Exercise brief: Collect every line of the material that contains the string "white" and copy each one unchanged.

Material provided:
- - - -

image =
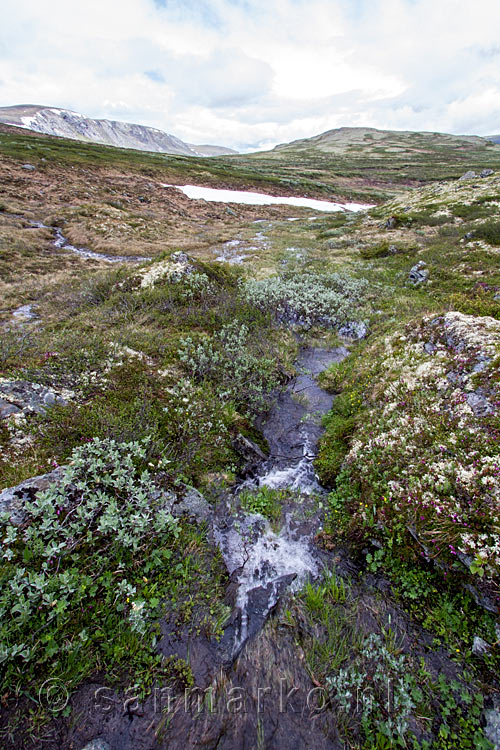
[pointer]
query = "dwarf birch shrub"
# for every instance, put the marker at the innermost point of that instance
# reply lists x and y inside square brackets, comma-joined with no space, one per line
[70,568]
[308,298]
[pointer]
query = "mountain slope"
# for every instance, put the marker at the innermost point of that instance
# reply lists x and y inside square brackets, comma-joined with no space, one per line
[369,141]
[67,124]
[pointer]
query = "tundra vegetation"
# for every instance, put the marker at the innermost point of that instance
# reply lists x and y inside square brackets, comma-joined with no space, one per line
[152,373]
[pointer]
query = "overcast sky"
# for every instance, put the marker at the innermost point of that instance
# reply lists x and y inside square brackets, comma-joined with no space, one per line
[253,73]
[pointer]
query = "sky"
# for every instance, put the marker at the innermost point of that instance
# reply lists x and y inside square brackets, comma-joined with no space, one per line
[249,74]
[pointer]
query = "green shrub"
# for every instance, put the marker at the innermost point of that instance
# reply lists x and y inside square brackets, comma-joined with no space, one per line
[489,232]
[308,298]
[265,501]
[227,360]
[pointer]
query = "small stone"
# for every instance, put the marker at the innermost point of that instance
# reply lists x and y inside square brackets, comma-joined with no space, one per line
[354,330]
[418,274]
[480,646]
[97,744]
[193,505]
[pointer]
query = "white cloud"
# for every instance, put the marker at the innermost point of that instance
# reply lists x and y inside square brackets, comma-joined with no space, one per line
[266,71]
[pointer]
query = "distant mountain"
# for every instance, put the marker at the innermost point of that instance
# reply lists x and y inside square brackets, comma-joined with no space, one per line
[67,124]
[370,141]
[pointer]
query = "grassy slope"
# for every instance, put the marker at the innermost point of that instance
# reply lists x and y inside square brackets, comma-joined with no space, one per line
[98,193]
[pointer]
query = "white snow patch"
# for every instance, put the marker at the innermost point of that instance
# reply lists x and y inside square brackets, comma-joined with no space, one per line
[197,192]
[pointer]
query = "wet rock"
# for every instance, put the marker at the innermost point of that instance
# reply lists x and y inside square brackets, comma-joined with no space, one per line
[354,330]
[480,646]
[481,364]
[29,397]
[97,744]
[418,274]
[12,499]
[180,257]
[6,409]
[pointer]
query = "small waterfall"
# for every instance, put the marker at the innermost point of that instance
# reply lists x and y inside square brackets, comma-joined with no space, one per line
[263,562]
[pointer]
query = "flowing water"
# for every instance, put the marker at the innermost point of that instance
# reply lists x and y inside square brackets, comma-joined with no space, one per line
[198,192]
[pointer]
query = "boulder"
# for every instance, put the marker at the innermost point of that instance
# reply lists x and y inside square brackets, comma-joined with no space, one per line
[27,397]
[97,744]
[479,403]
[492,728]
[191,505]
[12,499]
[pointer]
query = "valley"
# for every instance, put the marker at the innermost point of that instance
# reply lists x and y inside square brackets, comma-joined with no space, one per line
[250,453]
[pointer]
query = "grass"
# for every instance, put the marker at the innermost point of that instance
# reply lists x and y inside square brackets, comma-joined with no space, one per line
[120,345]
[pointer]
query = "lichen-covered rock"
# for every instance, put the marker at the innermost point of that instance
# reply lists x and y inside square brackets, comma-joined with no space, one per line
[418,274]
[97,744]
[28,398]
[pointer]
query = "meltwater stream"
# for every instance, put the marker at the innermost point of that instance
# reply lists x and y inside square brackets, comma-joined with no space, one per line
[60,241]
[263,562]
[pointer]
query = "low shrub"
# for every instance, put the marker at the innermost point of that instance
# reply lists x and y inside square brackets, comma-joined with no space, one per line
[306,299]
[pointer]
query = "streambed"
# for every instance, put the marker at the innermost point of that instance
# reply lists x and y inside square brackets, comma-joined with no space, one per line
[264,562]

- - - -

Written response:
query = "white cloud"
query = "white snow patch"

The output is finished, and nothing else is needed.